> TO DO:
In the entries below, locate every line that contains the string "positive" and copy each of those lines in full.

(Stored entries)

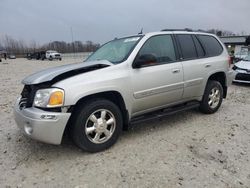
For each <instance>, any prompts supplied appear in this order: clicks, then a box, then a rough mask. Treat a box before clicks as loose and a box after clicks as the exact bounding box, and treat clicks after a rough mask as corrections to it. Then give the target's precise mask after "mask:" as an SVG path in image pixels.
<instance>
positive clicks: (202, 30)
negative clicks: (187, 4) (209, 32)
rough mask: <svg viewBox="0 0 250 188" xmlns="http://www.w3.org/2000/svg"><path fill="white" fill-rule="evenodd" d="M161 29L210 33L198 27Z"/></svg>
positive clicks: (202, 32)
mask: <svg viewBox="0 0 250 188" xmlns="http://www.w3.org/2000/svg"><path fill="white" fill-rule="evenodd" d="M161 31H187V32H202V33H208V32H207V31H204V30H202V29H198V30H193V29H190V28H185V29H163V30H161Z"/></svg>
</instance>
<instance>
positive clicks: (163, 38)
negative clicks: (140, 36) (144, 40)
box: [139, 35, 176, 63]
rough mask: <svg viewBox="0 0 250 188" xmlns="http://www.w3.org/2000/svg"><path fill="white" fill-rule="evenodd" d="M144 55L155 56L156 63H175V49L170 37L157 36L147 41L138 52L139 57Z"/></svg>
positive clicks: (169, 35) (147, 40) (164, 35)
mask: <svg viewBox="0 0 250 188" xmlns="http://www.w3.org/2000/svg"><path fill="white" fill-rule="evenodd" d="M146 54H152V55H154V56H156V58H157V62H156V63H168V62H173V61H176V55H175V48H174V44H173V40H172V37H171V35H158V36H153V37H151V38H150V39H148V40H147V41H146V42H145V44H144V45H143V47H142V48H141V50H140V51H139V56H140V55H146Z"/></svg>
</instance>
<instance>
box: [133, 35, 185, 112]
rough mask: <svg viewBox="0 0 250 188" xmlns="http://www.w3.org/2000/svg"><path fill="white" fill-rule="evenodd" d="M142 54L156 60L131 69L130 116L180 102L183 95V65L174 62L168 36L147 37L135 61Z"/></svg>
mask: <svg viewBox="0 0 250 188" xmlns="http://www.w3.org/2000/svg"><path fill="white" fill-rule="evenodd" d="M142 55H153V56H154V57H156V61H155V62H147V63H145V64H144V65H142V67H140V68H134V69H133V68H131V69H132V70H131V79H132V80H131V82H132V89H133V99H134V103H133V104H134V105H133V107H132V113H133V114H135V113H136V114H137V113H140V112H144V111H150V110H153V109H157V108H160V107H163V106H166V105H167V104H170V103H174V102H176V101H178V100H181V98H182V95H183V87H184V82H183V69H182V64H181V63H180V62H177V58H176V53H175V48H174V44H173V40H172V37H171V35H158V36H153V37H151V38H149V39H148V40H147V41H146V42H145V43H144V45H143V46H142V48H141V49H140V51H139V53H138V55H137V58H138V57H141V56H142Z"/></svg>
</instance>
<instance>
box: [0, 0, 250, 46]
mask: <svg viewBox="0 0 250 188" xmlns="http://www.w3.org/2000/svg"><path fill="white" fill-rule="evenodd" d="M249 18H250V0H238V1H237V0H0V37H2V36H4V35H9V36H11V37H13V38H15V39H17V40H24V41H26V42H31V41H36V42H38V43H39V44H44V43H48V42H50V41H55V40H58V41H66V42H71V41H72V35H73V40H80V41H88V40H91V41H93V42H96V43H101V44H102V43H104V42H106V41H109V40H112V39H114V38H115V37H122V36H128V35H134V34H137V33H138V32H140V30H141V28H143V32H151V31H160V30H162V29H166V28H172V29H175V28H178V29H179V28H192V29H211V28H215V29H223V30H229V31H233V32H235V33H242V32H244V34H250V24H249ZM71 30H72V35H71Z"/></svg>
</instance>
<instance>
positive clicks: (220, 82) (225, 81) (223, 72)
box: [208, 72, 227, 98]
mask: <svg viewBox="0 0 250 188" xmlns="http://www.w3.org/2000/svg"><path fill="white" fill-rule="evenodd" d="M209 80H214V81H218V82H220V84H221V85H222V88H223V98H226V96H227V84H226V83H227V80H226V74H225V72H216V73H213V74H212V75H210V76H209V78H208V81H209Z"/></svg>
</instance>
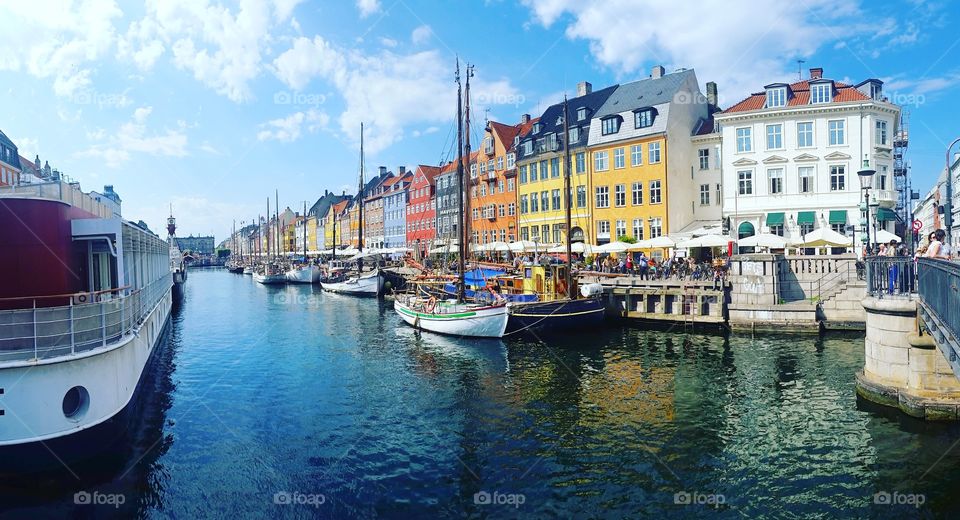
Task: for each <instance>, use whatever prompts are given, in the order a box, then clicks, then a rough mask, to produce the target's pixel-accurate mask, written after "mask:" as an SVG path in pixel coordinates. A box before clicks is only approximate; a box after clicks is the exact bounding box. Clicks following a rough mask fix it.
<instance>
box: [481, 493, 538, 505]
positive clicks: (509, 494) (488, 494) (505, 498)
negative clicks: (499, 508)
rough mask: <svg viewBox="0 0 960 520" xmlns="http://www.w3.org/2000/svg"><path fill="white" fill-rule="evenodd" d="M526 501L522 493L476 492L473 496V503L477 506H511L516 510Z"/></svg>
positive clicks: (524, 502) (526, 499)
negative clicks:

> OUTPUT OF THE TASK:
positive clicks: (202, 30)
positive clicks: (202, 32)
positive clicks: (163, 38)
positive clicks: (169, 35) (147, 40) (164, 35)
positive clicks: (220, 82) (225, 81) (223, 72)
positive clicks: (509, 494) (488, 494) (505, 498)
positive clicks: (524, 502) (526, 499)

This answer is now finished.